_REQUIREMENT 1_:
Report how many lines of the records contain the string "slate", treating uppercase and lowercase as distinct. Give only the number.

_SOURCE EXTRACT_:
## Begin

I'm very tired today. Not because of anything but the world I live in. So much burden from the family. Parents expect kids to get married, to eat to look apart to get married (again!) so I turned to my book as a safe haven.



This is a letter Chimamanda Ngozi Adichie wrote for a newborn daughter of her friend with the ultimate goal: To raise her a feminist.


1st: Be a full person. Motherhood does not define you. You are already full before the baby and she/he benefits from it.


2nd: Do it together (with your partner).


3rd: Gender roles are nonsense. Your vagina does not pre-install your roles within the household. Marriage is not the prize of a woman so she does not have to learn to cook to get the "prize". "Gender roles are so deeply conditioned in us that we will often follow them even when they chafe against our true desires, our needs, our happiness." Instead of letting her internalize gender roles, teach her self reliance first.

## End

_REQUIREMENT 2_:
From the reflection on Adichie's letter, extract the text from "2nd: Do it together" to "self reliance first.", copying it word for word.

Entries from a point annotation set
## Begin

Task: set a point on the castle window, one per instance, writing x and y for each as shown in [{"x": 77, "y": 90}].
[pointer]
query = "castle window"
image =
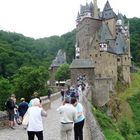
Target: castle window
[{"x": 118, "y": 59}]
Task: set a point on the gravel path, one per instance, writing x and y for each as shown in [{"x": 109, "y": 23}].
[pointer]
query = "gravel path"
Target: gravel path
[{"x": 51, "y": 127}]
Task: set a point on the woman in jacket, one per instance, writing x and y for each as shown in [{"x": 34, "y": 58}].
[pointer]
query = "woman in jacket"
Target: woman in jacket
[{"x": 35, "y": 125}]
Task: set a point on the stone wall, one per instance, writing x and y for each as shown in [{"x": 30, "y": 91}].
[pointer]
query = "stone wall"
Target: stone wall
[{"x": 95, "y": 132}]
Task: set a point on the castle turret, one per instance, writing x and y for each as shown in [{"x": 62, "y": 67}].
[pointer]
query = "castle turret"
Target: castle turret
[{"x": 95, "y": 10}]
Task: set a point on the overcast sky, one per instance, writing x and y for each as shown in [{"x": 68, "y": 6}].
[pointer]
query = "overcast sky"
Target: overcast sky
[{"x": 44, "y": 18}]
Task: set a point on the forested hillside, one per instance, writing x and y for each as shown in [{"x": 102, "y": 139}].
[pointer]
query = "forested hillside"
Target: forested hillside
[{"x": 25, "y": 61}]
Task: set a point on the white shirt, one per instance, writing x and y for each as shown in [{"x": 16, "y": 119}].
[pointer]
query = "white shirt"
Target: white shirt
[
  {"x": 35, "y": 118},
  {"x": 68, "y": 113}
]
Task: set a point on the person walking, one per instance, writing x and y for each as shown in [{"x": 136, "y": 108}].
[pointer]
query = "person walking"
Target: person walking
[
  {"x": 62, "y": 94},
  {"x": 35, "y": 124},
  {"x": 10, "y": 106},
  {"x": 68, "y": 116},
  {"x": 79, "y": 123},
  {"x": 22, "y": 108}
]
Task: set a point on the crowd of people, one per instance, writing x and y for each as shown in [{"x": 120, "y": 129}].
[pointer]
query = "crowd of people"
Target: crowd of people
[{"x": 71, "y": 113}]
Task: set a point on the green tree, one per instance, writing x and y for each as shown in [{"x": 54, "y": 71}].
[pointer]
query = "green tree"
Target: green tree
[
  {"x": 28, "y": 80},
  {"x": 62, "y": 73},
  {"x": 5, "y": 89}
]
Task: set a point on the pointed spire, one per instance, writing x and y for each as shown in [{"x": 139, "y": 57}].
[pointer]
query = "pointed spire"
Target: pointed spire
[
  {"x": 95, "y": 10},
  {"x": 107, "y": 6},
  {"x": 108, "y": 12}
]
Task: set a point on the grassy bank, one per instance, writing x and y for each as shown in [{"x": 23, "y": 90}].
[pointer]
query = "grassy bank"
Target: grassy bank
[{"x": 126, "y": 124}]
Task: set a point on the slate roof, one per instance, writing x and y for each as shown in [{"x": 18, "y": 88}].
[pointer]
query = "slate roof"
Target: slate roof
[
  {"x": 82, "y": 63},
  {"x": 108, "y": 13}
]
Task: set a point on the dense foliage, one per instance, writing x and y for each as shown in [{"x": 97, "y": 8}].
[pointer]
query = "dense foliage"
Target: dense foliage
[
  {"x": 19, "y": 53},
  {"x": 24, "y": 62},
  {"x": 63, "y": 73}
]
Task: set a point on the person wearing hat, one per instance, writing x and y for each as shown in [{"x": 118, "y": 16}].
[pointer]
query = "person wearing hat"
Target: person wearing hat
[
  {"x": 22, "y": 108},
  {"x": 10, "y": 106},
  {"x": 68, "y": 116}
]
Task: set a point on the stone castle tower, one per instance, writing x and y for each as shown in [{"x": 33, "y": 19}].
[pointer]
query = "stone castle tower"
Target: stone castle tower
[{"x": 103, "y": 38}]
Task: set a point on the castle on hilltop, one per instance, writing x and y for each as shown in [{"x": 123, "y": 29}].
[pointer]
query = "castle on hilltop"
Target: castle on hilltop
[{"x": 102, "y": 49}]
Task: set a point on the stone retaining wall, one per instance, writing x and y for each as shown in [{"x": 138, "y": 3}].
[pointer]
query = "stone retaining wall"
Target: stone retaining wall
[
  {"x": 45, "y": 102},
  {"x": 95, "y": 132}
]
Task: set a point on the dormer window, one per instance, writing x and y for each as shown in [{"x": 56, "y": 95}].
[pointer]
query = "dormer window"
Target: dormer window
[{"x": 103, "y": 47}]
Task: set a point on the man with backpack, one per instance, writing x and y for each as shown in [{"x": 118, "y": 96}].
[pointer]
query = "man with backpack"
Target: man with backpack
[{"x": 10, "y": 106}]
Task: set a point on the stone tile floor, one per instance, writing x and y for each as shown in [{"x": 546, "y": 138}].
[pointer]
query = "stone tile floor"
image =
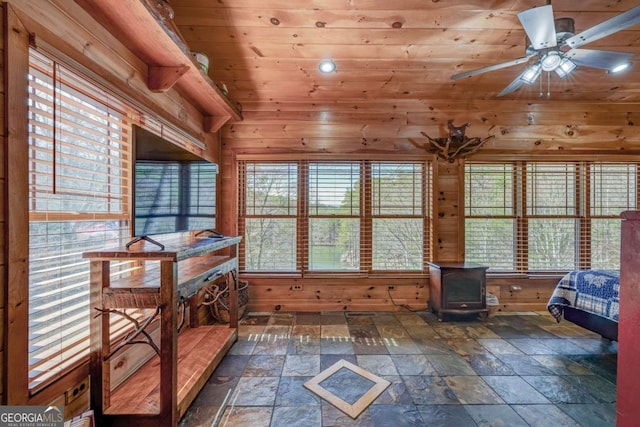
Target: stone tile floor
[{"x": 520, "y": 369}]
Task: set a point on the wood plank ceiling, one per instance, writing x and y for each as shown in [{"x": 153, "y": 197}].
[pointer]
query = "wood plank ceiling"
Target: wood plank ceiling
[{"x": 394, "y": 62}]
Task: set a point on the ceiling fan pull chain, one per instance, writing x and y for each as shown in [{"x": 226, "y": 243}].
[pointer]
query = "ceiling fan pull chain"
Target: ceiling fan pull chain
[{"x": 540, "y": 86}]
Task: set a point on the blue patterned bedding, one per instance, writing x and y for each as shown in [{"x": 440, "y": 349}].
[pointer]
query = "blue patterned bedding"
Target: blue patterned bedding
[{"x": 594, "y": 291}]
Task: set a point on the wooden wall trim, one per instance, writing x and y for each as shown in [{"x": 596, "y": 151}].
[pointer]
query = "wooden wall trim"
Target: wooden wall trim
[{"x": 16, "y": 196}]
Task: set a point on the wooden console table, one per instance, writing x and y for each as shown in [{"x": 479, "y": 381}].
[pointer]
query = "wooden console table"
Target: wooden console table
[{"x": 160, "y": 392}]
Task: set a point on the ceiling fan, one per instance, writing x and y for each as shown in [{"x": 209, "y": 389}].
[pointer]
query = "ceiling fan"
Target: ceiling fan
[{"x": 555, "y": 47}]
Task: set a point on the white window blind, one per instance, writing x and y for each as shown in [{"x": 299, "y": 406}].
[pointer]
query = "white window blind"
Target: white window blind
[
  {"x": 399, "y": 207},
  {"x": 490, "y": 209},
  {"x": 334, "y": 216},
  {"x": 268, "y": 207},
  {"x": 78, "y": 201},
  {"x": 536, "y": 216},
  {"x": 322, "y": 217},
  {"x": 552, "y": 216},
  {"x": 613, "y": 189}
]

## End
## Begin

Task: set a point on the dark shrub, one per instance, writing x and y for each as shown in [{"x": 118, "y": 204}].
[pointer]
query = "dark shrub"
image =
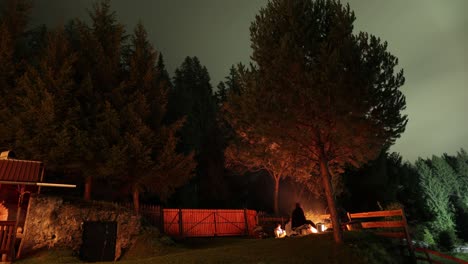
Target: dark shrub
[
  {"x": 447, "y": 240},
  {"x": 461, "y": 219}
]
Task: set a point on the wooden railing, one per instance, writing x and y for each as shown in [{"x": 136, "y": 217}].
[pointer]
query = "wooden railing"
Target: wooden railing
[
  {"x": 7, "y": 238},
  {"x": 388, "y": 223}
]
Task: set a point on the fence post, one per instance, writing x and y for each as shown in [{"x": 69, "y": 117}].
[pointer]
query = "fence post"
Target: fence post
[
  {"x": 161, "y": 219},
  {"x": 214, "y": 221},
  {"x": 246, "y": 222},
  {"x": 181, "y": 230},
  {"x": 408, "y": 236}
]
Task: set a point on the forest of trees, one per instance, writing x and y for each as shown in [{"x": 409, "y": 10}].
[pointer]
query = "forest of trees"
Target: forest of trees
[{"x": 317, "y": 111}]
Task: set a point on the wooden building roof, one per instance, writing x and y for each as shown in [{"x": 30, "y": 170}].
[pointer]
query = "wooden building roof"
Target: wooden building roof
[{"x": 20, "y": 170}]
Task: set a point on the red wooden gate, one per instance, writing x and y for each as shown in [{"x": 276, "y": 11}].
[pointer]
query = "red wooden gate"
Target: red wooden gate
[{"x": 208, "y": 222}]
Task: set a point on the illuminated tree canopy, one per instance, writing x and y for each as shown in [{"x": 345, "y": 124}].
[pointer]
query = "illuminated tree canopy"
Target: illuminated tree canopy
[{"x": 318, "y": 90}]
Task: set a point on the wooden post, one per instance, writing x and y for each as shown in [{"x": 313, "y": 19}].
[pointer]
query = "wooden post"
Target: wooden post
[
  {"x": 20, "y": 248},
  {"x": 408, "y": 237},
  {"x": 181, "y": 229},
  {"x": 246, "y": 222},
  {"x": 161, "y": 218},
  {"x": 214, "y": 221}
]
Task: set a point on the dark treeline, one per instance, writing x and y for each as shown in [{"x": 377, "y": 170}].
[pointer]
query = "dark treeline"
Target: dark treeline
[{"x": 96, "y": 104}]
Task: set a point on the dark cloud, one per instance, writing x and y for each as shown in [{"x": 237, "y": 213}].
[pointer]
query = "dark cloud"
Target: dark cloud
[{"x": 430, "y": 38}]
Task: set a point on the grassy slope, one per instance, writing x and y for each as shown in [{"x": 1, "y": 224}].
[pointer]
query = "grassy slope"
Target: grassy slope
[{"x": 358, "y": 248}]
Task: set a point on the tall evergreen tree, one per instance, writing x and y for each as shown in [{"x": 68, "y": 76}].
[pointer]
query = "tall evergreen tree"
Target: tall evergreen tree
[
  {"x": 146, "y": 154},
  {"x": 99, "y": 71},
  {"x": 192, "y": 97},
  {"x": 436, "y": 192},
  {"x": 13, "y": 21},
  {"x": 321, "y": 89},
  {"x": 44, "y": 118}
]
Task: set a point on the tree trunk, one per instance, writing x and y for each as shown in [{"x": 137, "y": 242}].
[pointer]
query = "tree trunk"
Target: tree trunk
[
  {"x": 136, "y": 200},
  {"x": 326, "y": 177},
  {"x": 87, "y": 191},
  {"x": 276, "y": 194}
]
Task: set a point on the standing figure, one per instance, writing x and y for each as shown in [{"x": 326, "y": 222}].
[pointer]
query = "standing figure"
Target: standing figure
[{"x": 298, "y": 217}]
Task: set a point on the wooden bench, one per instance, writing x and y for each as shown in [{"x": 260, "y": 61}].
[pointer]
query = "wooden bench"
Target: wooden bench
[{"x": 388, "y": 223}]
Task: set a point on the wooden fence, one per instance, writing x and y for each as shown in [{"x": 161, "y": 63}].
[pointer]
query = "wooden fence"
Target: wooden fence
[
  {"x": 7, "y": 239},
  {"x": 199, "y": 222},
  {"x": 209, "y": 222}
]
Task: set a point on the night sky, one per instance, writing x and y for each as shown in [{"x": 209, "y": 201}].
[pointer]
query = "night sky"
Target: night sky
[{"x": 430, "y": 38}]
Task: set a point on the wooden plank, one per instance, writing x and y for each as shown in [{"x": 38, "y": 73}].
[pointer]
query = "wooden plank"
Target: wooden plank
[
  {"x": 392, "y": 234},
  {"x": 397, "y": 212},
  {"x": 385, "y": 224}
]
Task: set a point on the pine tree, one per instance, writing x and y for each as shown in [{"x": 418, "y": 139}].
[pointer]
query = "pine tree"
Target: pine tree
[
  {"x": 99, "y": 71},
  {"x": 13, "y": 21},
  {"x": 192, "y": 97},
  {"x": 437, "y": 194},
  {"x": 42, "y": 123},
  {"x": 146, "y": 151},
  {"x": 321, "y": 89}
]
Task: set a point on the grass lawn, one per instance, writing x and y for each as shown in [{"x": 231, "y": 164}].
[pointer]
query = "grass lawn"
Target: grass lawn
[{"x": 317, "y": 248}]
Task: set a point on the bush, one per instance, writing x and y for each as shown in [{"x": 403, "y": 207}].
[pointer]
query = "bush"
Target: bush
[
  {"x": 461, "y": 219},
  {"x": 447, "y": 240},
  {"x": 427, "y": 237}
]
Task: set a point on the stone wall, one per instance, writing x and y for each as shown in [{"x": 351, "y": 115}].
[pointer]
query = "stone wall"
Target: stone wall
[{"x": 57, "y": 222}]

## End
## Begin

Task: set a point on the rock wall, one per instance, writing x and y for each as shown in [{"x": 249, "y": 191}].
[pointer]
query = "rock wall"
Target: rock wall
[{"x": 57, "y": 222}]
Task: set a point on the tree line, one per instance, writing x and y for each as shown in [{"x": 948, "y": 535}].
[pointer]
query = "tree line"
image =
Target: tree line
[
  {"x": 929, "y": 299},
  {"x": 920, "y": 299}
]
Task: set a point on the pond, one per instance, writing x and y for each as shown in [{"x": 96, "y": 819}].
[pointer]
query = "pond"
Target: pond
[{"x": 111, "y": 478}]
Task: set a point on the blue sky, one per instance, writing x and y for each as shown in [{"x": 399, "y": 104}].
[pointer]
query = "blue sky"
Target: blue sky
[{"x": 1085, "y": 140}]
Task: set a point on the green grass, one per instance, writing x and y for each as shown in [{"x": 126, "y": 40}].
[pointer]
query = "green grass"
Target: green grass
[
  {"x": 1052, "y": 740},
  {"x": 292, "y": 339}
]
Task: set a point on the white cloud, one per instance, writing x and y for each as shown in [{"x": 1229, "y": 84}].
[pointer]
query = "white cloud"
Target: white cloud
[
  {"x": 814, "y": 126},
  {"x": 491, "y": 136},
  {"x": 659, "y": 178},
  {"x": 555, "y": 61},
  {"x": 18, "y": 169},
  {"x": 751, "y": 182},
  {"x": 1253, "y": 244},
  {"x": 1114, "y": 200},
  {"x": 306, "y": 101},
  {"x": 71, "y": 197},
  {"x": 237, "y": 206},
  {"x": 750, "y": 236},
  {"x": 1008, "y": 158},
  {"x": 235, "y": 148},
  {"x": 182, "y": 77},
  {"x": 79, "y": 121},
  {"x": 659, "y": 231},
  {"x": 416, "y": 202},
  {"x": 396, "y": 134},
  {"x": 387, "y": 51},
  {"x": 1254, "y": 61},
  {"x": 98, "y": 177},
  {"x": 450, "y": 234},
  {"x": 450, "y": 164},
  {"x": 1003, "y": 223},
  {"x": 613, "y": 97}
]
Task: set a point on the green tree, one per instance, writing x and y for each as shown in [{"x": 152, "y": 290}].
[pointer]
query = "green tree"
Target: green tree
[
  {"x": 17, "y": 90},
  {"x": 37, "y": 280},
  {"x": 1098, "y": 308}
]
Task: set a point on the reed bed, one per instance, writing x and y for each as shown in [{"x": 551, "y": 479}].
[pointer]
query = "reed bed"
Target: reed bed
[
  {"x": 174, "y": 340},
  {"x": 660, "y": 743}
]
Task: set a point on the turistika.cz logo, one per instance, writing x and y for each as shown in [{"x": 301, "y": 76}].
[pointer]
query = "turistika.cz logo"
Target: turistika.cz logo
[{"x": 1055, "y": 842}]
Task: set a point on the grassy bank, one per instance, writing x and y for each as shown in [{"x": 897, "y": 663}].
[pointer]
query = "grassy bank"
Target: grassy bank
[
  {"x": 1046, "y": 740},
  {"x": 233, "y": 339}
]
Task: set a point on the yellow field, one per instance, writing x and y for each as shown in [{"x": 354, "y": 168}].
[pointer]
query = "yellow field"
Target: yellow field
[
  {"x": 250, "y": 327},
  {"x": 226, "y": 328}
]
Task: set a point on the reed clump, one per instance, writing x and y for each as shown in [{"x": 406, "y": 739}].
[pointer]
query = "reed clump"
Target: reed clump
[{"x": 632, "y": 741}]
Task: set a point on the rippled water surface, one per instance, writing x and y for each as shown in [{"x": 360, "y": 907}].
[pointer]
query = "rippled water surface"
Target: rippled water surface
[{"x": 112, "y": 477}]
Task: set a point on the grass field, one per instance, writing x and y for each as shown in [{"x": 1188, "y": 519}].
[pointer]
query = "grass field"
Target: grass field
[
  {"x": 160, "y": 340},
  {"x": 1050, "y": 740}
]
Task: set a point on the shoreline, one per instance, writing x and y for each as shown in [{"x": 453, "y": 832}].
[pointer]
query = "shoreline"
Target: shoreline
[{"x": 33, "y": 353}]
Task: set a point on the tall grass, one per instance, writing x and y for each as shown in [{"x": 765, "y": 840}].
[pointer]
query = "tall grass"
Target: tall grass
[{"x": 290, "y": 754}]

## End

_WRITTEN REPLY 1_:
3

_WRITTEN REPLY 2_:
2nd: Do it together (with your partner).


3rd: Gender roles are nonsense. Your vagina does not pre-install your roles within the household. Marriage is not the prize of a woman so she does not have to learn to cook to get the "prize". "Gender roles are so deeply conditioned in us that we will often follow them even when they chafe against our true desires, our needs, our happiness." Instead of letting her internalize gender roles, teach her self reliance first.